**What is required:** Pick out every line in the entries below that contains the string "glazed", and copy each one.

+ + + +

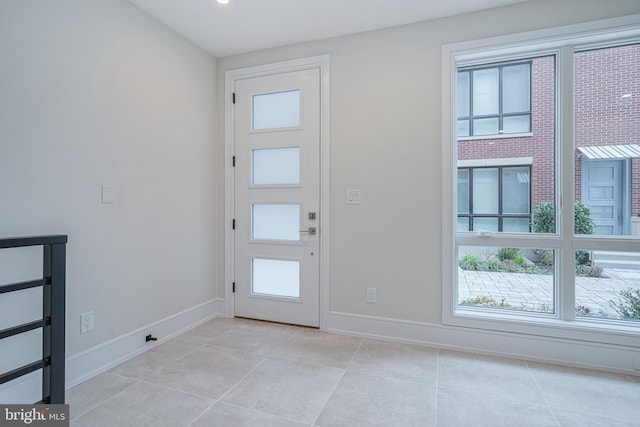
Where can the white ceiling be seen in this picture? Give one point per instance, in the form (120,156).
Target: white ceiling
(249,25)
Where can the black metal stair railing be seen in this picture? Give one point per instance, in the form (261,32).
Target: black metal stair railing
(52,322)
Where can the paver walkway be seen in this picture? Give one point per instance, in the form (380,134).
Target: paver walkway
(534,292)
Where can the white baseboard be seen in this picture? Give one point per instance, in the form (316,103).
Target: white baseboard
(583,354)
(91,362)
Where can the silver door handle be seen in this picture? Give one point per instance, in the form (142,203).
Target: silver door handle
(311,231)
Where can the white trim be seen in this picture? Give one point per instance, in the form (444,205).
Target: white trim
(512,161)
(96,360)
(321,62)
(89,363)
(576,353)
(562,42)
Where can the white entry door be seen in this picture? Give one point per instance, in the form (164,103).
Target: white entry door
(277,197)
(602,194)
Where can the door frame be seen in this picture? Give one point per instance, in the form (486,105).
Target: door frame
(321,63)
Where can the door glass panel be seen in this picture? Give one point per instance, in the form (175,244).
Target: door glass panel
(517,279)
(276,110)
(276,277)
(608,285)
(276,166)
(275,222)
(601,193)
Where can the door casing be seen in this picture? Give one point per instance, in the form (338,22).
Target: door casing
(317,62)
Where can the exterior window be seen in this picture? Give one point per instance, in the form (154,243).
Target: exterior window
(494,100)
(494,199)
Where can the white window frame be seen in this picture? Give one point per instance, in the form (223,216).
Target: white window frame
(561,42)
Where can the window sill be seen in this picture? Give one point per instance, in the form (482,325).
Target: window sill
(498,136)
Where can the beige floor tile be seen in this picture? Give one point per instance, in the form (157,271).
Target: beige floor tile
(589,392)
(395,360)
(205,333)
(226,415)
(208,371)
(578,419)
(140,367)
(145,404)
(490,376)
(370,401)
(458,408)
(313,346)
(90,393)
(292,390)
(254,336)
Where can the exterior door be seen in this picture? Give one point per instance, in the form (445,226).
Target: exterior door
(602,194)
(277,197)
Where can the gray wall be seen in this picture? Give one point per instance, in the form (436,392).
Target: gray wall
(386,140)
(97,92)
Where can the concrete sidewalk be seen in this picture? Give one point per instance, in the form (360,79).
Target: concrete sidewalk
(534,292)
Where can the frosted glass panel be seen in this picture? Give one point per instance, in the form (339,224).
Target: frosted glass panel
(276,110)
(276,222)
(276,277)
(276,166)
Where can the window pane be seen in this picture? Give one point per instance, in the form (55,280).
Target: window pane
(606,103)
(516,124)
(506,278)
(608,285)
(462,94)
(515,88)
(463,224)
(485,126)
(515,190)
(276,277)
(485,91)
(515,225)
(485,224)
(463,190)
(485,191)
(276,222)
(463,128)
(276,166)
(276,110)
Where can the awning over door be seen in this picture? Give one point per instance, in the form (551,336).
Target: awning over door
(611,151)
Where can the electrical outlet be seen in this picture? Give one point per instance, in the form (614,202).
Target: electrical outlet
(86,322)
(371,295)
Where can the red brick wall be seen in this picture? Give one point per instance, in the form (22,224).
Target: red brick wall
(601,118)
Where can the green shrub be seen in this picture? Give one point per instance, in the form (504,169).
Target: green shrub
(628,305)
(470,262)
(543,221)
(508,253)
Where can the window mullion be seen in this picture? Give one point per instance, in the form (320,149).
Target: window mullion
(565,277)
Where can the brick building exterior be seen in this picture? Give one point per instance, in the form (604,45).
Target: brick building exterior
(602,117)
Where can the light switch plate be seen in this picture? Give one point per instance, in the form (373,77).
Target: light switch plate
(353,197)
(108,194)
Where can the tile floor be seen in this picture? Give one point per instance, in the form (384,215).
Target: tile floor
(236,372)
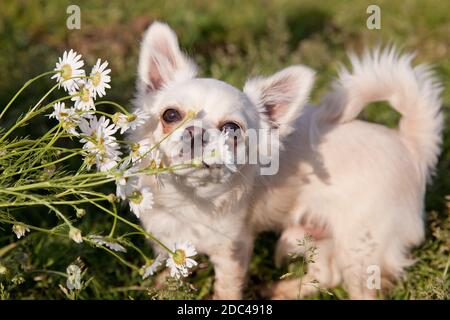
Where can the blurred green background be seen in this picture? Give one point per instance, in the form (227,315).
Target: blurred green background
(230,40)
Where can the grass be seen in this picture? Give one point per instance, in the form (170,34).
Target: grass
(230,40)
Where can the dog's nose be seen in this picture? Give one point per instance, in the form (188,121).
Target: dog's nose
(196,134)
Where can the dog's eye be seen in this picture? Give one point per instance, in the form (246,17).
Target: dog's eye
(171,115)
(230,127)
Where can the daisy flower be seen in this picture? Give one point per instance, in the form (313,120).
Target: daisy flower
(83,97)
(140,200)
(102,241)
(98,139)
(66,116)
(180,262)
(149,270)
(69,70)
(134,120)
(75,235)
(99,79)
(20,230)
(219,153)
(124,183)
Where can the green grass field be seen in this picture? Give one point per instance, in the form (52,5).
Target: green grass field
(230,40)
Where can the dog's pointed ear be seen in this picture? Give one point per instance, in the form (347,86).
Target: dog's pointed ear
(282,96)
(161,60)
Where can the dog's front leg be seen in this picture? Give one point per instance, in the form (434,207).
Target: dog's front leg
(230,267)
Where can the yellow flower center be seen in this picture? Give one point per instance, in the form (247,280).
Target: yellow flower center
(179,257)
(66,72)
(84,94)
(131,117)
(96,78)
(136,197)
(135,147)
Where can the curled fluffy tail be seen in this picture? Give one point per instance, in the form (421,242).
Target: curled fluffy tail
(385,75)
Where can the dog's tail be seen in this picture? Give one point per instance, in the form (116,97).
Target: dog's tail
(385,75)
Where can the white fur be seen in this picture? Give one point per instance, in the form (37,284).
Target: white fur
(358,187)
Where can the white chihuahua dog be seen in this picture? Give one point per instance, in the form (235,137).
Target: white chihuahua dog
(356,187)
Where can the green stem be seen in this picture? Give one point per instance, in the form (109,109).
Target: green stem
(23,88)
(118,106)
(148,235)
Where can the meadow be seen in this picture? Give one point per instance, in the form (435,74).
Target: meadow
(230,40)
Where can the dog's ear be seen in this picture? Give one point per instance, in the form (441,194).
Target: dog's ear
(281,97)
(161,60)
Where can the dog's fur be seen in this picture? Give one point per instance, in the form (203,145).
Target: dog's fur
(357,187)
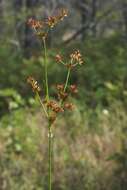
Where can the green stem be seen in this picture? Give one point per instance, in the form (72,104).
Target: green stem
(42,105)
(50,156)
(46,72)
(67,79)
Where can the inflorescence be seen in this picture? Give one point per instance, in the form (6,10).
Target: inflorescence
(64,91)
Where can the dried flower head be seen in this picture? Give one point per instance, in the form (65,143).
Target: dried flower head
(76,57)
(35,24)
(34,84)
(73,89)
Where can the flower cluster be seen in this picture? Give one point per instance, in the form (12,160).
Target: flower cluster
(34,84)
(42,27)
(75,59)
(64,91)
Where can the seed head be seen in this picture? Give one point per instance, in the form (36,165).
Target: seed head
(34,84)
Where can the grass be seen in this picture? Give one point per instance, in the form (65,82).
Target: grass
(81,153)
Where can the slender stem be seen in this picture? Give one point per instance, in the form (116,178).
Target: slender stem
(50,156)
(66,83)
(46,72)
(67,79)
(42,105)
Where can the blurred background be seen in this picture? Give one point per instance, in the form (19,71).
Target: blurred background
(90,144)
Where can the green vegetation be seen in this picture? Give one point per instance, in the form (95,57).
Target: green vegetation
(90,147)
(89,144)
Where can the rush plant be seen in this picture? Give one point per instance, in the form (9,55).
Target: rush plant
(53,106)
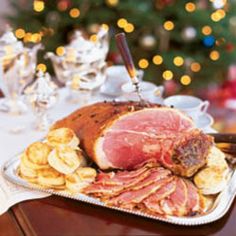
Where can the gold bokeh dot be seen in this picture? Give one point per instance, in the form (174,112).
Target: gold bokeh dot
(185,79)
(93,38)
(60,51)
(42,67)
(168,25)
(206,30)
(20,33)
(195,67)
(129,28)
(122,22)
(178,61)
(105,27)
(112,3)
(74,12)
(39,6)
(167,75)
(157,60)
(214,55)
(143,63)
(190,7)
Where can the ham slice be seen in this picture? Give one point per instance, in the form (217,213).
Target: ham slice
(122,135)
(176,203)
(130,199)
(152,203)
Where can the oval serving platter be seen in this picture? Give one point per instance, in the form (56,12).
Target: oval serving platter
(221,205)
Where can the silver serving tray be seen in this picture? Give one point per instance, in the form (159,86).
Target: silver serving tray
(220,207)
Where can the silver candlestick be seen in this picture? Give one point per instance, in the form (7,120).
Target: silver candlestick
(41,96)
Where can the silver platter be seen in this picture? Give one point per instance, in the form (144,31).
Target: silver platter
(218,210)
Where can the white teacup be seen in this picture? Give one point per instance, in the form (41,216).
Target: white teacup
(116,77)
(191,105)
(149,91)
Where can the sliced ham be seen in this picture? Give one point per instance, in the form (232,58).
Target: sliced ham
(130,199)
(176,203)
(152,203)
(193,202)
(124,135)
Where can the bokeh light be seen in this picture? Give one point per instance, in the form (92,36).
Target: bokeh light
(206,30)
(129,28)
(195,67)
(168,25)
(178,61)
(143,63)
(214,55)
(60,51)
(157,60)
(74,12)
(167,75)
(122,22)
(42,67)
(20,33)
(190,7)
(185,79)
(39,6)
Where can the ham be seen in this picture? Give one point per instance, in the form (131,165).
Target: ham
(155,191)
(122,135)
(152,203)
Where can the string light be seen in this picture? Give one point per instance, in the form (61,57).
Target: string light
(185,79)
(214,55)
(62,5)
(105,27)
(195,67)
(129,28)
(42,67)
(112,3)
(74,12)
(206,30)
(218,15)
(122,22)
(157,60)
(60,51)
(168,25)
(178,61)
(35,38)
(20,33)
(143,63)
(39,6)
(93,38)
(190,7)
(167,75)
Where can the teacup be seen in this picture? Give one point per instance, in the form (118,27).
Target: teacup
(116,77)
(191,105)
(149,91)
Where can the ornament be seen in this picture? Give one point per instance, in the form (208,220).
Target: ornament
(148,41)
(41,96)
(53,19)
(209,41)
(229,47)
(189,33)
(160,4)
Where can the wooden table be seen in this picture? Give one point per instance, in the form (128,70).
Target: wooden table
(59,216)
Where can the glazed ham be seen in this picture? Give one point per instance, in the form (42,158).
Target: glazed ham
(125,134)
(155,191)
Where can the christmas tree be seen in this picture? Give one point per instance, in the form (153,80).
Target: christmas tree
(188,42)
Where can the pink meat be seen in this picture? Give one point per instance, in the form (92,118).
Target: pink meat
(152,203)
(176,203)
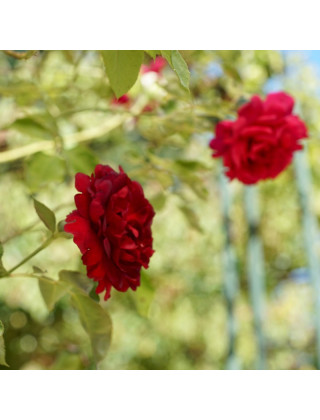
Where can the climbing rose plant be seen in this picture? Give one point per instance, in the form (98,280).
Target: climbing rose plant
(260,143)
(112,228)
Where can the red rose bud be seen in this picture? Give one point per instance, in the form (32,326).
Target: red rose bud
(112,228)
(156,65)
(123,100)
(260,143)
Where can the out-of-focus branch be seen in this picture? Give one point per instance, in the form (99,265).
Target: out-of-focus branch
(69,141)
(20,56)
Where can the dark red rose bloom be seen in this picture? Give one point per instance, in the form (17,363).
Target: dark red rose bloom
(156,65)
(260,143)
(123,100)
(112,228)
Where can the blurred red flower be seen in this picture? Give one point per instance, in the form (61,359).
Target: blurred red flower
(123,100)
(112,228)
(260,143)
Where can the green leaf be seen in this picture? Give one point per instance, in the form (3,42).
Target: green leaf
(2,347)
(42,169)
(158,201)
(61,231)
(144,295)
(52,291)
(46,215)
(30,127)
(81,159)
(180,67)
(96,322)
(122,68)
(153,53)
(77,279)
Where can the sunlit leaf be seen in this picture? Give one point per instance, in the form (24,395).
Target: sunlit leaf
(46,215)
(122,68)
(52,291)
(77,279)
(31,128)
(2,347)
(42,169)
(2,269)
(144,295)
(178,64)
(96,322)
(81,159)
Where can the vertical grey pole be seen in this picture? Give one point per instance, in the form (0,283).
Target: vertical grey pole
(310,230)
(255,271)
(231,281)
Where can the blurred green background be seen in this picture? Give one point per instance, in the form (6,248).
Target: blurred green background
(57,118)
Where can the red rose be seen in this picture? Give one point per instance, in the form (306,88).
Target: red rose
(156,65)
(260,143)
(112,228)
(123,100)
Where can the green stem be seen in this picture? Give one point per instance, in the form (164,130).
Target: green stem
(310,230)
(35,252)
(255,269)
(231,281)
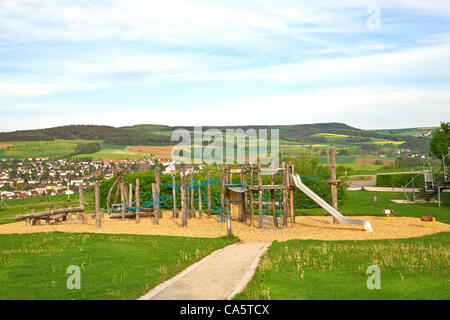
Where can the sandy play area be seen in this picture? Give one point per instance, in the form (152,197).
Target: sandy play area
(307,227)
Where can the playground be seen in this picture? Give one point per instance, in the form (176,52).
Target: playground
(249,201)
(306,227)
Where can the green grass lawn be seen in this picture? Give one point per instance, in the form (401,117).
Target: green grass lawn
(36,149)
(34,266)
(24,206)
(417,268)
(361,203)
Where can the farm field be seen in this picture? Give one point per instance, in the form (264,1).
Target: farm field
(25,205)
(113,267)
(37,149)
(416,268)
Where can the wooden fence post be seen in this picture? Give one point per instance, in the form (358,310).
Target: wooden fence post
(174,196)
(69,216)
(222,193)
(200,204)
(192,212)
(285,186)
(81,195)
(260,194)
(333,179)
(123,195)
(209,195)
(130,195)
(138,200)
(155,200)
(97,197)
(157,208)
(251,197)
(183,200)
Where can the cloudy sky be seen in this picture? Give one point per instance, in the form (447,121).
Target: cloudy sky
(370,64)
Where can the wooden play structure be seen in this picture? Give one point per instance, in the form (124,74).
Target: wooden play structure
(239,195)
(63,214)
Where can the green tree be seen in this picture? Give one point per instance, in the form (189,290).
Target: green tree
(440,142)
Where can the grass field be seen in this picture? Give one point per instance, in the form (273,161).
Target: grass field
(24,206)
(417,268)
(33,266)
(361,203)
(39,149)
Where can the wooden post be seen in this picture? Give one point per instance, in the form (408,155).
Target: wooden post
(284,192)
(97,197)
(244,186)
(28,222)
(81,195)
(123,196)
(227,194)
(209,195)
(183,200)
(155,200)
(138,200)
(192,212)
(174,196)
(47,219)
(260,205)
(222,193)
(98,221)
(130,194)
(69,216)
(200,204)
(38,220)
(333,178)
(291,196)
(157,208)
(251,197)
(272,201)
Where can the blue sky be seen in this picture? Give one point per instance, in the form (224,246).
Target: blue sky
(370,64)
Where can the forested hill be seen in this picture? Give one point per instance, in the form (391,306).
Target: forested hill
(112,135)
(151,134)
(311,133)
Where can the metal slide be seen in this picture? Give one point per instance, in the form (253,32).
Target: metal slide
(326,206)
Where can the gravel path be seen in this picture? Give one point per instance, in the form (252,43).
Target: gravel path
(219,276)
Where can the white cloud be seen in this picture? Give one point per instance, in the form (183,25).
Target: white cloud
(366,107)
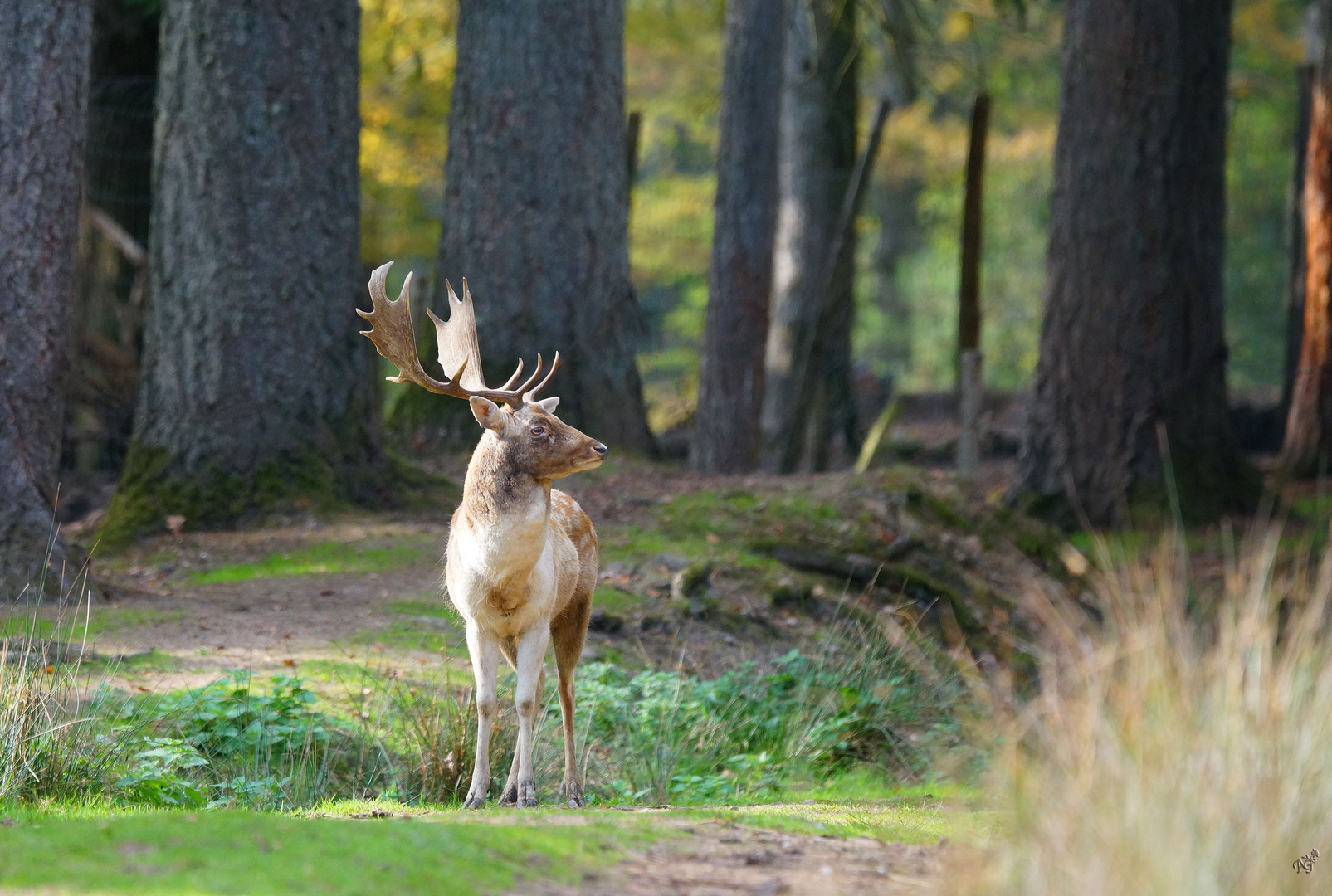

+ + + +

**Solution for this problem:**
Where can the glazed ham be seen in this picture? Give one point per instance, in the form (42,158).
Target: glazed ham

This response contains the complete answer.